## [Supplied entries]
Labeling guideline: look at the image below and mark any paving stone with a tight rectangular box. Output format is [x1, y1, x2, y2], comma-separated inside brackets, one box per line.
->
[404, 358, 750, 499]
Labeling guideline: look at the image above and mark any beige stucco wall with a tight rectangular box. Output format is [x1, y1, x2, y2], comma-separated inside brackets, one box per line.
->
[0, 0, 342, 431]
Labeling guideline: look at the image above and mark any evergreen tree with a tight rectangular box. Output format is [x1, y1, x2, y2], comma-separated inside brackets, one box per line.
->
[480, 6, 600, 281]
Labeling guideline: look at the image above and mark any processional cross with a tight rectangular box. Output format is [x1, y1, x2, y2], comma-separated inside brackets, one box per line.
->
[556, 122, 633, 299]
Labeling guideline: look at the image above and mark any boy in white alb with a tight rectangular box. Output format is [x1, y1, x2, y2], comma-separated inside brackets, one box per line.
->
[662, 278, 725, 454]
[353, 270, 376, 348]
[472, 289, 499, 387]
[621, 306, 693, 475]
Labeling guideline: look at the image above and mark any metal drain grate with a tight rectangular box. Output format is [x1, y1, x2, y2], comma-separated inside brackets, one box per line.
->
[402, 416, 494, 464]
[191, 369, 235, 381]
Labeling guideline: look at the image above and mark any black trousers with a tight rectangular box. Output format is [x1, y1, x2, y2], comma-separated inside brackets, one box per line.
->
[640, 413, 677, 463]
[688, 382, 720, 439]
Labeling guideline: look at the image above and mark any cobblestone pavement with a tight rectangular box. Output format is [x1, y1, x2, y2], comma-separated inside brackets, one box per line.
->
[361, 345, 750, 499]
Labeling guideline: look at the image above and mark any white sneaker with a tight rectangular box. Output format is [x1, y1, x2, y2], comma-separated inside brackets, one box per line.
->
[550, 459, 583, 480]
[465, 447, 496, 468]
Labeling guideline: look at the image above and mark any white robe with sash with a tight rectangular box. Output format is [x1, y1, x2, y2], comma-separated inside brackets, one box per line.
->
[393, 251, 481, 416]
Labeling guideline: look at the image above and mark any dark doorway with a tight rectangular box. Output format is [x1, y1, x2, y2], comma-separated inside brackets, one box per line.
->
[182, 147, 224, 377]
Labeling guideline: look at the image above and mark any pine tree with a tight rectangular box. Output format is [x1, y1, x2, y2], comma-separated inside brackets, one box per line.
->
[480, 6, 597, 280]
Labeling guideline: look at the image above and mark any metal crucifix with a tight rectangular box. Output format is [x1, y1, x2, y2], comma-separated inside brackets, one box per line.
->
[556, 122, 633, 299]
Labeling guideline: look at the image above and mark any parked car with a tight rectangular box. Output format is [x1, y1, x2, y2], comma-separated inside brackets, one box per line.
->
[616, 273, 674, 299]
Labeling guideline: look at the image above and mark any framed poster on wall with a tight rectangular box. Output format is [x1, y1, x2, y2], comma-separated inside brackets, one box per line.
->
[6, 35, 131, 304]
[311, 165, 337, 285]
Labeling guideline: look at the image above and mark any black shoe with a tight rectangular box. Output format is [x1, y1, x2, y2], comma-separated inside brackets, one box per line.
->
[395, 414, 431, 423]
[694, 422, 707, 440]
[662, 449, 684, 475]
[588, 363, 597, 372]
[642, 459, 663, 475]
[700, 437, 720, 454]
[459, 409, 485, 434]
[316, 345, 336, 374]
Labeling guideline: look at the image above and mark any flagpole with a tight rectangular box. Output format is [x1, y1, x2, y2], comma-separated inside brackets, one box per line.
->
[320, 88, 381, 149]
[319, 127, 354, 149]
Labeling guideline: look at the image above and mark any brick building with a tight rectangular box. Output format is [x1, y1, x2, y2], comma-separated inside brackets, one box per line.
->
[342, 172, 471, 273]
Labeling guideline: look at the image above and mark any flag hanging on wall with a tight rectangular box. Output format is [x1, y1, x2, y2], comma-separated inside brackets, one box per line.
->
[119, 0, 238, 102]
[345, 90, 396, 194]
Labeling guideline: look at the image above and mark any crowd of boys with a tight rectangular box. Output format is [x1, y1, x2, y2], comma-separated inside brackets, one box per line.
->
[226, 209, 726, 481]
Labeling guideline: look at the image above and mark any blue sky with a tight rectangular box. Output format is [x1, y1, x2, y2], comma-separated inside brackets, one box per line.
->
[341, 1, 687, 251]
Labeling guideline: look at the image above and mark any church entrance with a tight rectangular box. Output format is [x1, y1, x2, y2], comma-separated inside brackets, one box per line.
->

## [What needs to be done]
The response should repeat the whole listing exactly.

## [Expected answer]
Labeling guideline: look at the image below and mark any paving stone with a tight rectangular box. Output format is [x1, y1, x2, y2], comma-separated inside brackets, one box per line.
->
[404, 358, 750, 499]
Labeling guideline: look at the image above and mark any beige stucco wall with a tight rectangular box. Output format is [x1, y1, x2, y2], comma-separated inside brackets, one box per line.
->
[0, 0, 342, 431]
Labeling guideline: look at the image above and mark any evergreen tree with a tight rectangular box. Output format is [x1, y1, x2, y2], comma-separated inside brackets, one box per line.
->
[480, 6, 600, 281]
Labeling guideline: look at the image above and mark any processional cross with a tight rectangular box. Output format is [x1, y1, x2, y2], comma-separated inside brackets, one box per line.
->
[556, 122, 633, 299]
Labeling guideline: look at the image above and mark any boy in white alb with a tight rectangular box. Output format is [x1, y1, x2, y2], comma-separated inside brackets, one box per line.
->
[662, 278, 725, 454]
[353, 270, 376, 348]
[472, 289, 499, 387]
[621, 306, 693, 475]
Labeling guideline: look at the image above and mark any metal drain grate with a tight rectangular box. Output format is [x1, y1, x2, y2], comma-separated inside brackets, one box per line.
->
[402, 416, 494, 464]
[191, 369, 235, 381]
Labeling guideline: look at the image above and mark any black trousers with a tight rectangular box. Output format is [x1, y1, x2, y2], comma-separated inside brackets, one box per line.
->
[640, 413, 677, 463]
[688, 382, 720, 439]
Labeling guideline: look at the image above and mark any cobblestone pavement with a tight rectangular box. Output format is [x1, y1, x2, y2], comma-separated inside brackets, one box per line.
->
[361, 345, 750, 499]
Labeling guideline: look at the image above and mark any white sneaker with a tight rectangular box. Output format is [x1, y1, x2, y2], comma-separated inside brackets, one box per line.
->
[550, 459, 583, 480]
[465, 447, 496, 468]
Labeling guideline: look at the image above and mark any white robe with sash with a tight rectangular box. Output format is [x1, y1, x2, y2], comma-separated inside brackets, one box per line.
->
[393, 251, 481, 416]
Labeling guideline: look at the image above and mark any dark doorway with a tight rectangular box. Output format is [x1, y1, x2, y2], comma-separated inside brackets, one box per line.
->
[182, 147, 224, 377]
Labeling guideline: look at the image above and mark any pine tree with a tight rectangular box. Output format is [x1, y1, x2, y2], comma-separated inside brackets, one box per line.
->
[480, 6, 597, 280]
Labeling guideline: look at the image above and mark any metal crucifix with a tight rectangular box. Output format is [x1, y1, x2, y2], comma-separated inside brackets, one box per line.
->
[556, 122, 633, 299]
Labeling guideline: look at the image above and mark any parked car with a tight rectangular box. Output format is [x1, y1, x2, y2], comma-separated inside brackets, one box per line.
->
[616, 273, 674, 299]
Labeling guideline: look at the image above and mark any framed poster on wall with a tight rectangular box. Output format is [x1, y1, x2, y2], comma-separated inside brackets, one box per line.
->
[6, 35, 131, 304]
[311, 165, 337, 285]
Labeling guideline: look at the image above and mark any black shoe with a tight rectangular box. Output format is [x1, y1, x2, y2], comma-separated inside brackets, one box per line.
->
[395, 414, 431, 423]
[694, 422, 707, 440]
[662, 449, 684, 475]
[588, 363, 597, 372]
[642, 459, 663, 475]
[700, 437, 720, 454]
[459, 409, 485, 434]
[316, 345, 336, 374]
Labeling guideline: look at the image above and mark any flagpole with a tight rectangular box. Output format is [x1, y1, x2, y2], comma-separated inside brackets, one box per line.
->
[320, 88, 381, 149]
[319, 127, 354, 149]
Labeling guideline: look at the image above and mark any brick building with a tight rectangular box. Output format is [x1, y1, x2, y2], comma-separated inside brackets, one box per line.
->
[342, 172, 471, 273]
Labeling guideline: look at the image above and mark any flag hanging on wall with a tight rectangular box. Output format is [x1, y1, x2, y2], comma-separated inside brackets, one box per line.
->
[119, 0, 238, 102]
[345, 90, 396, 194]
Labeling guideline: look at the image above and mark any crowd of boys with a tight rectangular box. Output format is [x1, y1, x2, y2], comma-separated inside brackets, one box per line.
->
[226, 209, 726, 481]
Labeling guideline: look at the image above and mark any blue sky with a tight rectangular box. Output format is [x1, y1, x2, y2], comma-separated inside brackets, one box per line.
->
[341, 1, 687, 251]
Labeling guideline: look at the image above and mark any church entrance with a tight rectangular box. Output format is [x1, y1, x2, y2], comma-separated inside brackets, one box per line.
->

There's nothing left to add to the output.